§ **Extrait**:
Mike LeggUn an plus tard, Legg tente l’expérience de la RHI, un circuit professionnel de roller-hockey. Son entraîneur, un ancien dur à cuire de la LNH du nom d’Alan May, l’accoste sans gants blancs. « Peux-tu faire ton move sur des patins à roulettes? », demande-t-il à son nouvel attaquant qui, après quelques tentatives, lui confirme que oui. « Parfait, fais-le au prochain match », ordonne-t-il.

 

La suite de l’histoire, digne des meilleurs extraits du film Slapshot, est succulente.

 

« On jouait contre Las Vegas et leur entraîneur était le frère de Marty McSorley. Je ne le savais pas encore à l’époque, mais il était encore plus fou que son frère et mon coach mis ensemble. Bref, le match commence et comme me l’avait demandé Alan, je suis allé derrière le but, j’ai fait ce que j’avais à faire et j’ai marqué. Alan riait. Le match a continué comme si rien n’était. »

 

« Quelques semaines plus tard, on s’en va à Vegas pour le match revanche et j’apprends que ma tête est mise à prix. Selon ce que j’avais entendu, si jamais j’osais réessayer de marquer comme on m’avait demandé de le faire, tous ceux qui n’essaieraient pas de me régler mon cas ne seraient pas payés cette semaine-là. Peu importe, j’ai décidé de m’essayer quand même. Le gardien a réussi l’arrêt et quand il s’est levé la tête, il m’a regardé avec de grands yeux en balançant la tête. J’ai à peine eu le temps de regarder par-dessus mon épaule qu’un premier gars cassait son bâton sur mon dos pendant qu’un autre arrivait à toute allure. Si au moins j’avais marqué! »

§ **Enregistrements**:
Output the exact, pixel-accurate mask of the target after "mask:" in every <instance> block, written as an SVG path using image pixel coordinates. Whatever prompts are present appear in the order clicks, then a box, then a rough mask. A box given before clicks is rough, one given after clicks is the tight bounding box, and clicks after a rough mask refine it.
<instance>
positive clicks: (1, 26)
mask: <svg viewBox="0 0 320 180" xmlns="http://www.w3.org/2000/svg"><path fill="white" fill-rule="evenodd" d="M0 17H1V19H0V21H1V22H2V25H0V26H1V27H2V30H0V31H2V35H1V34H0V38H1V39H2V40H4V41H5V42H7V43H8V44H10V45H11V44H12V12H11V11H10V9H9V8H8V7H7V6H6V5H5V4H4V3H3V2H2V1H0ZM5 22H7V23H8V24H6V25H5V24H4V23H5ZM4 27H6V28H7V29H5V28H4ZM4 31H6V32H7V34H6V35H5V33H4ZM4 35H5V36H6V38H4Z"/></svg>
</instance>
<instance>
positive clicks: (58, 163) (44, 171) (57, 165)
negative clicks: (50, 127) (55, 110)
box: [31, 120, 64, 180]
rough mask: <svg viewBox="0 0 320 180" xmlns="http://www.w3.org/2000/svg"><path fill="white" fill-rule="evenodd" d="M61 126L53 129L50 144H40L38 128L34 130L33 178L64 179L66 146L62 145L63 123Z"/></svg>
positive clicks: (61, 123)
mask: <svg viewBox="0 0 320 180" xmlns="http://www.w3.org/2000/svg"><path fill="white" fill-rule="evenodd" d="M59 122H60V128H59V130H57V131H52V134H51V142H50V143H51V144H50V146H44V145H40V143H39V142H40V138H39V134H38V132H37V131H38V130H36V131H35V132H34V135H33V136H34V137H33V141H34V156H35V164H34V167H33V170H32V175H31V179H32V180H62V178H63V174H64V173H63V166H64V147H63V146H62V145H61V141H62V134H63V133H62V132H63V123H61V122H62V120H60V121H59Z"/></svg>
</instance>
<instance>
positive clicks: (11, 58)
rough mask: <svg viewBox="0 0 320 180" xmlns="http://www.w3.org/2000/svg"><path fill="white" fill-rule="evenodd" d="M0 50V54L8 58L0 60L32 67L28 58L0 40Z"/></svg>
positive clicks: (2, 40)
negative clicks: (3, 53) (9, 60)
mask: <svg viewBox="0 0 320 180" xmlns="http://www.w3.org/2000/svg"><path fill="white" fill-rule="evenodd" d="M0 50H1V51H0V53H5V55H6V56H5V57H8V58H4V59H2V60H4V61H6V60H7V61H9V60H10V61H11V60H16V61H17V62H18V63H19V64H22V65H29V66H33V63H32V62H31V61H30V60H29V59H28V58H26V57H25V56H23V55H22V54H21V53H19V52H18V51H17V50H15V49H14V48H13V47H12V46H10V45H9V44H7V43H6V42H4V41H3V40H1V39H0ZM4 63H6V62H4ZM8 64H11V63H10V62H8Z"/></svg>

§ **Consigne 1**:
D'après l'extrait, les affirmations (a), (b) et (c) sont-elles vraies ? Pour chacune, répondez par oui ou non et citez mot pour mot les paroles qui tranchent : (a) dans la RHI, Legg avait pour entraîneur Alan May ; (b) Legg a marqué lors du match revanche à Vegas ; (c) l'équipe de Las Vegas était entraînée par le frère de Marty McSorley.
§ **Consigne 2**:
Dans l'extrait, à quel film la suite de l'histoire est-elle comparée ?
§ **Consigne 3**:
Prélevez tel quel dans l'extrait le passage qui va de « Mike LeggUn an » jusqu'à « Slapshot, est succulente. » inclus.
Les enregistrements n'ont aucun rôle ici.

§ **Réponse 1**:
(a) Oui : « un ancien dur à cuire de la LNH du nom d’Alan May »
(b) Non : « Le gardien a réussi l’arrêt »
(c) Oui : « leur entraîneur était le frère de Marty McSorley »

§ **Réponse 2**:
Au film Slapshot.

§ **Réponse 3**:
Mike LeggUn an plus tard, Legg tente l’expérience de la RHI, un circuit professionnel de roller-hockey. Son entraîneur, un ancien dur à cuire de la LNH du nom d’Alan May, l’accoste sans gants blancs. « Peux-tu faire ton move sur des patins à roulettes? », demande-t-il à son nouvel attaquant qui, après quelques tentatives, lui confirme que oui. « Parfait, fais-le au prochain match », ordonne-t-il.

 

La suite de l’histoire, digne des meilleurs extraits du film Slapshot, est succulente.